Extracted text below:
Not all slaves used the name of the last slave owner. A small child who was separated from his extended slave family might use the last owner’s surname after slavery, but if he was old enough to remember his origins, he might reclaim the surname of an earlier owner. Other freedmen took the surnames of slave owners who held their remote ancestors. The surname used by a family in the 1870 U.S. census may differ from the name used by the same family in the 1880 U.S. census. Comparing first names may identify the same family in a household a decade later.
End of Extracted text.
Extracted entries below:
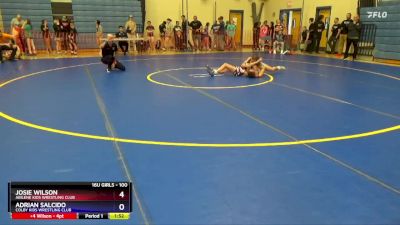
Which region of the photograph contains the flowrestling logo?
[367,11,387,19]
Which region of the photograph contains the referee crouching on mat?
[100,34,125,73]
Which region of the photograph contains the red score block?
[11,213,78,220]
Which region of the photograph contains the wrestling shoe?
[276,66,286,70]
[206,65,215,77]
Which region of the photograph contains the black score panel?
[8,182,132,220]
[51,2,74,19]
[359,4,400,60]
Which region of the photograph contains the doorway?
[279,9,301,48]
[315,6,331,49]
[229,10,244,46]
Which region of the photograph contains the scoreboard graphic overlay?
[8,182,132,220]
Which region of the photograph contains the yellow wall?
[146,0,358,45]
[146,0,271,44]
[0,9,4,31]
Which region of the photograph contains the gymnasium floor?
[0,53,400,224]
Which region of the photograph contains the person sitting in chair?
[115,26,129,55]
[0,30,18,63]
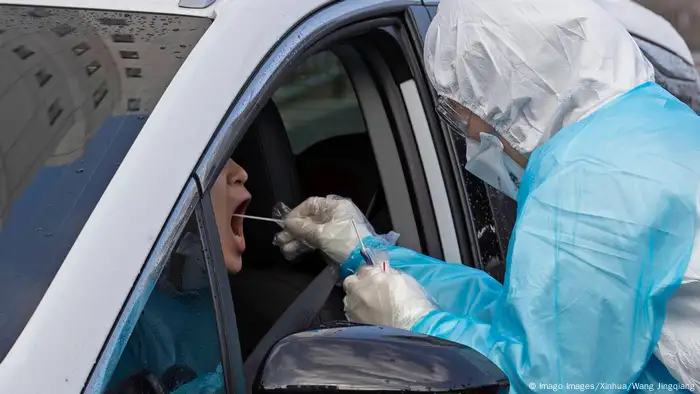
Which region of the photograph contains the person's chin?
[224,252,243,274]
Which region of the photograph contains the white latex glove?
[343,265,437,330]
[274,196,375,264]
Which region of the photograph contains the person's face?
[450,100,527,168]
[211,159,250,273]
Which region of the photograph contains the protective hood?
[424,0,654,155]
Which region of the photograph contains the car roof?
[0,0,336,394]
[3,0,224,18]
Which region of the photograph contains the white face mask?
[464,133,525,199]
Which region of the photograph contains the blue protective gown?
[343,83,700,393]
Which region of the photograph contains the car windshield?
[0,5,211,361]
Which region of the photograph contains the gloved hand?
[274,196,375,264]
[343,265,437,330]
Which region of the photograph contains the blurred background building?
[638,0,700,71]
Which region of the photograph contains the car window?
[272,51,367,155]
[272,50,391,231]
[0,5,211,361]
[107,218,224,394]
[447,132,517,282]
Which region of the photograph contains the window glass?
[272,51,367,155]
[447,132,517,282]
[107,218,225,394]
[0,5,211,361]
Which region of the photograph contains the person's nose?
[231,162,248,184]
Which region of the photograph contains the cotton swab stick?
[233,213,282,224]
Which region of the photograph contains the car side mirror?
[253,322,509,394]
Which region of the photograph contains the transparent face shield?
[435,96,524,199]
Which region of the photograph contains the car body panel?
[3,0,221,18]
[0,0,328,393]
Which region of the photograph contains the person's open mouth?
[231,197,250,253]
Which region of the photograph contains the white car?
[0,0,696,394]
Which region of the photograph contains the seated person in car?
[108,159,251,394]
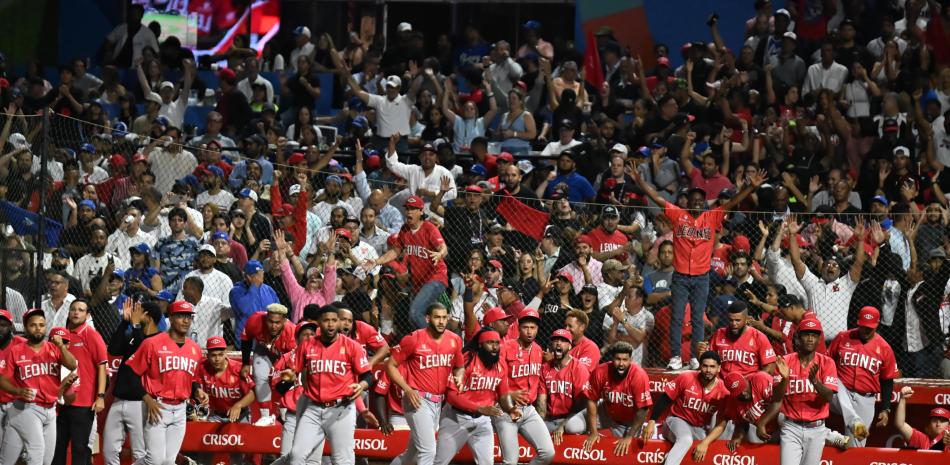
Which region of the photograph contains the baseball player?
[53,299,109,465]
[386,303,465,465]
[492,308,554,465]
[828,307,898,447]
[0,309,76,465]
[894,386,950,450]
[538,329,590,445]
[435,329,521,465]
[241,304,297,426]
[580,338,653,455]
[712,300,775,376]
[102,299,162,465]
[126,300,208,465]
[0,308,26,450]
[274,305,373,465]
[756,318,838,465]
[644,350,736,465]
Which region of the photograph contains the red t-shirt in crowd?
[585,362,653,425]
[663,204,726,276]
[663,371,729,427]
[195,359,255,414]
[710,327,775,376]
[541,355,590,418]
[828,329,898,394]
[2,341,64,408]
[782,352,838,422]
[295,334,369,402]
[499,338,542,404]
[396,221,449,291]
[392,328,465,395]
[126,333,201,403]
[68,323,109,407]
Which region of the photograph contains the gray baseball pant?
[663,415,706,465]
[779,419,828,465]
[102,399,145,465]
[831,383,877,447]
[389,397,442,465]
[134,402,188,465]
[0,400,56,465]
[435,404,494,465]
[272,402,356,465]
[491,405,554,465]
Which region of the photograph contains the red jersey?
End of Extracted entries.
- [Actions to take]:
(a) Answer these questions about the text on freedmen's surnames:
(i) Whose surname might a small child separated from his extended slave family use after slavery?
(ii) Which two U.S. census years does it name?
(iii) What comparison may identify the same family in a household a decade later?
(b) How would you translate this sentence from the text on freedmen's surnames into Spanish: "Other freedmen took the surnames of slave owners who held their remote ancestors."?

- [Answers]:
(a)
(i) The last owner's surname.
(ii) 1870 and 1880.
(iii) Comparing first names.

(b) Otros libertos tomaron los apellidos de los dueños de esclavos que habían poseído a sus antepasados lejanos.